* **PROBLEM STATEMENT**: Using the data below, copy out all lines with the word "region".

* **RECORDS PROVIDED**:
· · · ·

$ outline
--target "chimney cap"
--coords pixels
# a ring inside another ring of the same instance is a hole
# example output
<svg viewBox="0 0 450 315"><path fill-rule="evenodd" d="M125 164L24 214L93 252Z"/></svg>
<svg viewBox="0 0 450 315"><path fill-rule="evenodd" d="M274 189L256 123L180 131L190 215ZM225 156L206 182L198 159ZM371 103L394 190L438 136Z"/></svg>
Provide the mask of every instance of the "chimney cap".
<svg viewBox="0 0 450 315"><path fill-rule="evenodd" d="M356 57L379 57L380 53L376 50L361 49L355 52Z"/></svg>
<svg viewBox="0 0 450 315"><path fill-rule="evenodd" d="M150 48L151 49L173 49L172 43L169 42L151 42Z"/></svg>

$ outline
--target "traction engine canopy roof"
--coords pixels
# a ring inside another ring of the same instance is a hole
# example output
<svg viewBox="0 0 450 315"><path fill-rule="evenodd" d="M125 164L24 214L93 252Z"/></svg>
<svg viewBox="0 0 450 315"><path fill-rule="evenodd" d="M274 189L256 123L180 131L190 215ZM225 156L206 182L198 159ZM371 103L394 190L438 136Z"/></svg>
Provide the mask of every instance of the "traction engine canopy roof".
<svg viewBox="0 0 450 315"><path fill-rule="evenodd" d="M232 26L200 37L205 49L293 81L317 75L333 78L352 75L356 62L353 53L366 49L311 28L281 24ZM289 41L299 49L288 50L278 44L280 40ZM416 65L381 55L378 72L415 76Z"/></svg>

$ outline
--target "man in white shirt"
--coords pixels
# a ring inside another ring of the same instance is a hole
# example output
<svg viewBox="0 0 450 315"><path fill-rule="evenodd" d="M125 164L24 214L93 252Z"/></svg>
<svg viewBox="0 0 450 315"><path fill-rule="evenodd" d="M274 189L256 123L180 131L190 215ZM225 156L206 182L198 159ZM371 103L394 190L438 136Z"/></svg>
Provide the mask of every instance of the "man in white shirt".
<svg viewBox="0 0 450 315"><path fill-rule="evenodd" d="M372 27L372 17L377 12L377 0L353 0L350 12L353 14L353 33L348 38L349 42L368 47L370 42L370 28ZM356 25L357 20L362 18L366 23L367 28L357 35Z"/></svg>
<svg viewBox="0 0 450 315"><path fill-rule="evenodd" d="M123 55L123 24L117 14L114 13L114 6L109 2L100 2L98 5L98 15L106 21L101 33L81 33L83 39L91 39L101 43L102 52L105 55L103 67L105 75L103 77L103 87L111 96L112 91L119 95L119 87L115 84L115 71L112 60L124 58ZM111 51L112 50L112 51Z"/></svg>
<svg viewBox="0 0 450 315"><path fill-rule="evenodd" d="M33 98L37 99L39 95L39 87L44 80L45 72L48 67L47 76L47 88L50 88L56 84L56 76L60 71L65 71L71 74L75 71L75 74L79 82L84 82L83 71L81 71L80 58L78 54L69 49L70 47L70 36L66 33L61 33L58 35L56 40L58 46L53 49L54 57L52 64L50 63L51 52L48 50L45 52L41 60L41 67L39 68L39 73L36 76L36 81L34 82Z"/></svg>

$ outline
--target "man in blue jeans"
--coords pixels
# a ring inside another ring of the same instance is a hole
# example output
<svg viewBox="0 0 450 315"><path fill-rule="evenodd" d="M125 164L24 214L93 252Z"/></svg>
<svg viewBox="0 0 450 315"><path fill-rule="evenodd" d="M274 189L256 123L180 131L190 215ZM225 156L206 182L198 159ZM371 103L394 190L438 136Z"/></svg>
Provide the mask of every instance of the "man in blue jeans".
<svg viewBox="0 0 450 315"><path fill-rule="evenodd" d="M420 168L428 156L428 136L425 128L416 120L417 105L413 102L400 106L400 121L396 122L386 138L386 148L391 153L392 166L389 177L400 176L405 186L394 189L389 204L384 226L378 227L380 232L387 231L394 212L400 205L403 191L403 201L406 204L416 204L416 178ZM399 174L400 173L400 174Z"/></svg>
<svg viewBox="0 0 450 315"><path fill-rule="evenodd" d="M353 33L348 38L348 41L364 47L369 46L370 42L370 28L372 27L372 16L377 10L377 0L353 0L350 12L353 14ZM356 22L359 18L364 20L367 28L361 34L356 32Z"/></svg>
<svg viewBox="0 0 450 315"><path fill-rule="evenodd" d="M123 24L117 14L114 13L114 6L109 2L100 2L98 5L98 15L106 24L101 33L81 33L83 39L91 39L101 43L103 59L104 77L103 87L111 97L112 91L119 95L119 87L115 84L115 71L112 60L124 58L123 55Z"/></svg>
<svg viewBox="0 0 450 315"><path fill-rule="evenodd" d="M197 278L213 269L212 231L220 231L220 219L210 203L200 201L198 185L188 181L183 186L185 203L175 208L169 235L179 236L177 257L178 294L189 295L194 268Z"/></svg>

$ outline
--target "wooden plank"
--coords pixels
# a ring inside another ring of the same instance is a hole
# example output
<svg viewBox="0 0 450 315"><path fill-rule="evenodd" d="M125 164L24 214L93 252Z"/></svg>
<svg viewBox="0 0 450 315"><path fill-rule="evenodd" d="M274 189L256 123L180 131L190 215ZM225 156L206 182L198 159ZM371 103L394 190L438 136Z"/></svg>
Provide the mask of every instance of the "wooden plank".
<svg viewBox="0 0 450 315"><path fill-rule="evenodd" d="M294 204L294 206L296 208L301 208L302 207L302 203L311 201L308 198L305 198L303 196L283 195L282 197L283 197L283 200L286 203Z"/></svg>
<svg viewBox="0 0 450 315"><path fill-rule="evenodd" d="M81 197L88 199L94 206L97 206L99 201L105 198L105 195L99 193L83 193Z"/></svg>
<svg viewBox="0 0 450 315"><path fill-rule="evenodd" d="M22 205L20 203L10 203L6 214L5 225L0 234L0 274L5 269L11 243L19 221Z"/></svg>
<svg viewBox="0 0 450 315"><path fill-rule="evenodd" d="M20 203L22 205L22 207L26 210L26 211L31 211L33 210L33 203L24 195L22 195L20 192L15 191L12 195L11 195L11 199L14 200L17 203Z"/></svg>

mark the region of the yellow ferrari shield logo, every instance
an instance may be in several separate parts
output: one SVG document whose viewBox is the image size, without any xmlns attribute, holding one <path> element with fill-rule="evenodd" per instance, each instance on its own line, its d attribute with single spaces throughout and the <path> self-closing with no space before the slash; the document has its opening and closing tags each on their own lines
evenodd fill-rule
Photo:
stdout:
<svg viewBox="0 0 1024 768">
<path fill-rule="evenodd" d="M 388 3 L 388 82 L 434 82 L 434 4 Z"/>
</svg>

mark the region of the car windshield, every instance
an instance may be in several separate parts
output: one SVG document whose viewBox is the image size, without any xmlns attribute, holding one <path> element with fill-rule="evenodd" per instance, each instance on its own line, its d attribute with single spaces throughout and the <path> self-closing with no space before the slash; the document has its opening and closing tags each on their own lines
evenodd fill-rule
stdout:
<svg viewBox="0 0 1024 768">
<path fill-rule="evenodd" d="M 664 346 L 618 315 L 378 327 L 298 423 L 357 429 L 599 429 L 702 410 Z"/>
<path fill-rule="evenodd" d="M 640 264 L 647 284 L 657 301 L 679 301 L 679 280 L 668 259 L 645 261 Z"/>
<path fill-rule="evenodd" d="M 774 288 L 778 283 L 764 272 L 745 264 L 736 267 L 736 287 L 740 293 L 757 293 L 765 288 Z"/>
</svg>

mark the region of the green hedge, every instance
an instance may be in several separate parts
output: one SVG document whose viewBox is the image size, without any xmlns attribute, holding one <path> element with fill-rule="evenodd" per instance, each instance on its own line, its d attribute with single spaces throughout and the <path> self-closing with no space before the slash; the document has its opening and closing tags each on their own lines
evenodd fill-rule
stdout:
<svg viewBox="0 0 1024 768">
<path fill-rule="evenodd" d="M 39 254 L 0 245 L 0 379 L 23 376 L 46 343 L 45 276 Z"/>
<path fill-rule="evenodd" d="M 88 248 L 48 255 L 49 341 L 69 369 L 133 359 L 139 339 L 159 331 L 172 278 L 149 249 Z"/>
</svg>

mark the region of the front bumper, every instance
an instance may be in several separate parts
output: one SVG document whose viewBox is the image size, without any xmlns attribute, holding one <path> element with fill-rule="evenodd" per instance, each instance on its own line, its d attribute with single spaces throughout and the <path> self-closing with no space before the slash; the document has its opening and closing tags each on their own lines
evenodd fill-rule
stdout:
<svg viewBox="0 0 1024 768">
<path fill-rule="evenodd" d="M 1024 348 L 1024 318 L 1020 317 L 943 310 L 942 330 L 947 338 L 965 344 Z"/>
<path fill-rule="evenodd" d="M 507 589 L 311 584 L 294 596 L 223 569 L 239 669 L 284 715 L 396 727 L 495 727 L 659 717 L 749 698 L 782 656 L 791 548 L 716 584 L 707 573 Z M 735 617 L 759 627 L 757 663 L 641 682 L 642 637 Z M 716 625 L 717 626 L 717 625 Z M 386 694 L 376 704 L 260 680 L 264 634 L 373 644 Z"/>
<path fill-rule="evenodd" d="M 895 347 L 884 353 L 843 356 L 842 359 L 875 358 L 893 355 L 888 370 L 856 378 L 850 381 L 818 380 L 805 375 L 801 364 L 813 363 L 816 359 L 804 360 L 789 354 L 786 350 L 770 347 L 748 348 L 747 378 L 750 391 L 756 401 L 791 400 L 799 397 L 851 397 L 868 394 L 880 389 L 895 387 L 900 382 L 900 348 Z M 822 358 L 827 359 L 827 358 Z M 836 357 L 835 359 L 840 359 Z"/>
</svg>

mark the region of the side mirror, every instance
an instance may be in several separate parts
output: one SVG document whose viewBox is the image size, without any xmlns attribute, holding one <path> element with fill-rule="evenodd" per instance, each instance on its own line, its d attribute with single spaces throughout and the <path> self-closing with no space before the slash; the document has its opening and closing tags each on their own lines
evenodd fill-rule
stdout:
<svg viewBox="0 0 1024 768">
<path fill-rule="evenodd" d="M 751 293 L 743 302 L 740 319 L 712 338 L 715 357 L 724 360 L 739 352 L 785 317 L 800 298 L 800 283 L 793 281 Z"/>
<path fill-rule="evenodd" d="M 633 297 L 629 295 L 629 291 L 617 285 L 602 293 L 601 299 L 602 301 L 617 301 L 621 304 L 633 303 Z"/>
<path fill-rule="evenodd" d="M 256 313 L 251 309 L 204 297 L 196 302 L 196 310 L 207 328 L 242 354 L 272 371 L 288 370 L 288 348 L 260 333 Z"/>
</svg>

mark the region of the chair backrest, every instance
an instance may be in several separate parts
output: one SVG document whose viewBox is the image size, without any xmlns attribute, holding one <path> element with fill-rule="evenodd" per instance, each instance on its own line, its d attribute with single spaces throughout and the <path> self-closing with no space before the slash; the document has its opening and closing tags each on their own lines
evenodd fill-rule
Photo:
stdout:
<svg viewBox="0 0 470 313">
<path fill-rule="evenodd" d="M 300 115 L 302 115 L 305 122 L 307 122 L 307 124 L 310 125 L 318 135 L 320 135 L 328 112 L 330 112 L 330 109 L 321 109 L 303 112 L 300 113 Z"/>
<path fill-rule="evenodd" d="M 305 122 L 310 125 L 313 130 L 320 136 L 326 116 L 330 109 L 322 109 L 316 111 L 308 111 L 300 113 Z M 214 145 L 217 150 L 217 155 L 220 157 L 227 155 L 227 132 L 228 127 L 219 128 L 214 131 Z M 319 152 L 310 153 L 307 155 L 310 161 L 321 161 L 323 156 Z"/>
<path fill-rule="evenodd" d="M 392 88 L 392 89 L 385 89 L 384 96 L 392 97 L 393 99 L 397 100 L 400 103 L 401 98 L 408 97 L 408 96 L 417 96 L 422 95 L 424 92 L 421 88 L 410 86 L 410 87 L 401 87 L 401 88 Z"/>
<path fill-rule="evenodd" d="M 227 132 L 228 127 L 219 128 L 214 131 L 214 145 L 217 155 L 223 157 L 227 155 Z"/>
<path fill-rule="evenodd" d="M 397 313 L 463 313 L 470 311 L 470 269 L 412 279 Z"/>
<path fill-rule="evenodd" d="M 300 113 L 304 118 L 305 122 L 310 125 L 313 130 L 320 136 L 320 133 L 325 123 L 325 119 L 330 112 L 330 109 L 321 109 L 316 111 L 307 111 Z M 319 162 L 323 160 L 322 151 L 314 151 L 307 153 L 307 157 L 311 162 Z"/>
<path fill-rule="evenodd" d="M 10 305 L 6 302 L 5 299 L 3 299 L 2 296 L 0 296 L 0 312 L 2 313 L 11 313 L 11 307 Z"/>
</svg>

· · · ·

* **SOLVED PROBLEM**:
mark the region of the yellow ferrari shield logo, every instance
mark the region of the car windshield, every instance
mark the region of the green hedge, every instance
mark the region of the front bumper, every instance
mark the region of the side mirror, every instance
mark the region of the chair backrest, every instance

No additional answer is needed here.